» **WRITTEN PROBLEM**: Reproduce the lines below, substituting "Plant close-up request" for every "Wildlife camera-trap request" and changing nothing else. Leave the pictures out of your answer.

(Point labeling dataset excerpts)
►

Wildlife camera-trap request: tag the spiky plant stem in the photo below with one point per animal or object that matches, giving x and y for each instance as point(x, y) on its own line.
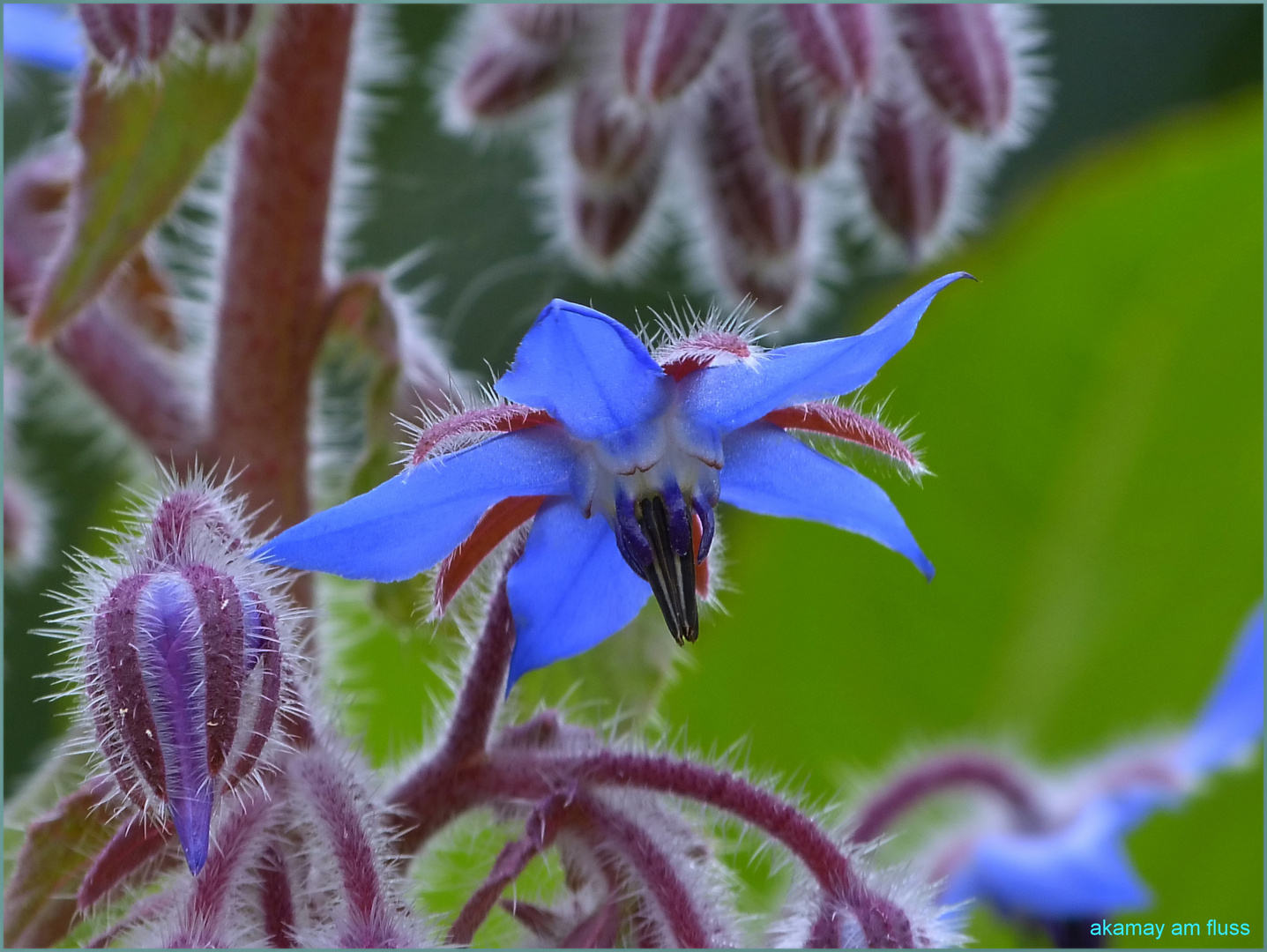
point(972, 770)
point(272, 319)
point(466, 774)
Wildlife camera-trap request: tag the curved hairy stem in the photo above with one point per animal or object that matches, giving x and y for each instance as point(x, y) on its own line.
point(425, 803)
point(942, 775)
point(272, 318)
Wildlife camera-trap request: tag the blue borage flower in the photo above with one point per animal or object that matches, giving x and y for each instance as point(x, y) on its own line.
point(1078, 870)
point(621, 460)
point(43, 35)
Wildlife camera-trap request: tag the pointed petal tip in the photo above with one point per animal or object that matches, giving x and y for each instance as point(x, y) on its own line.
point(193, 822)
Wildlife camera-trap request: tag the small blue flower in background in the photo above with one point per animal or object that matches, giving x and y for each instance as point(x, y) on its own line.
point(43, 35)
point(1080, 870)
point(621, 457)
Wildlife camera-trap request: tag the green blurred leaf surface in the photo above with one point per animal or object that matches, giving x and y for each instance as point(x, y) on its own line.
point(142, 144)
point(1092, 412)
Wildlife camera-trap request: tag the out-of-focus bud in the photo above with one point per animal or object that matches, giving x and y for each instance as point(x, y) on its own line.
point(347, 861)
point(218, 23)
point(516, 57)
point(128, 34)
point(756, 212)
point(544, 23)
point(666, 47)
point(800, 116)
point(183, 664)
point(751, 200)
point(960, 57)
point(837, 41)
point(906, 161)
point(618, 152)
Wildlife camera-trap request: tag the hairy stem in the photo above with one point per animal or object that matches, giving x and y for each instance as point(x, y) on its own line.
point(132, 847)
point(652, 867)
point(425, 803)
point(112, 361)
point(540, 830)
point(272, 319)
point(942, 775)
point(484, 682)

◄

» **THE RESULT**:
Plant close-up request: tag the spiky plant stem in the photo below with one point per animal or object that matches, giving x and y for each instance as point(x, y) on its own line.
point(972, 770)
point(272, 319)
point(466, 774)
Plant close-up request: tag the curved hairy stem in the photo above with one point per animal or object that matches, giving x and y for each instance as point(x, y) on its own line.
point(425, 803)
point(942, 775)
point(272, 318)
Plant close-up request: tag the blue borage flower in the photo above with one point per animal or object that matches, giving x and y for each instance as point(x, y) on its own line.
point(1078, 870)
point(621, 460)
point(43, 35)
Plant close-up request: tag the pointed petal tip in the photo above with one point per animal or object that matches, giving x and y for each instance as point(x, y) on its own line.
point(193, 822)
Plant close-up request: tag the small blue flower in background in the photo above with one point per animal or object that matches, giving x and y for each instance as point(x, y) on its own line.
point(43, 35)
point(1080, 870)
point(621, 457)
Plant close-up request: tag the green blurred leaf surface in the photo above with one point per animal or object that matches, giving x and y for each instance as point(x, y) on its own line.
point(142, 144)
point(1092, 412)
Plant close-up request: tag the out-of-focus bud in the photo above with one point per animal or object that matches, giving x and y for each instance as point(x, y) on its own line.
point(347, 861)
point(218, 23)
point(516, 57)
point(128, 34)
point(756, 212)
point(544, 23)
point(666, 47)
point(800, 116)
point(183, 664)
point(751, 200)
point(960, 57)
point(837, 41)
point(906, 161)
point(618, 152)
Plant close-up request: tag the hairy stem in the photo above with one point per animal or object that matches, giving x and y for each instance as point(x, y) on its own line.
point(132, 847)
point(652, 867)
point(425, 803)
point(112, 361)
point(540, 830)
point(272, 319)
point(942, 775)
point(484, 682)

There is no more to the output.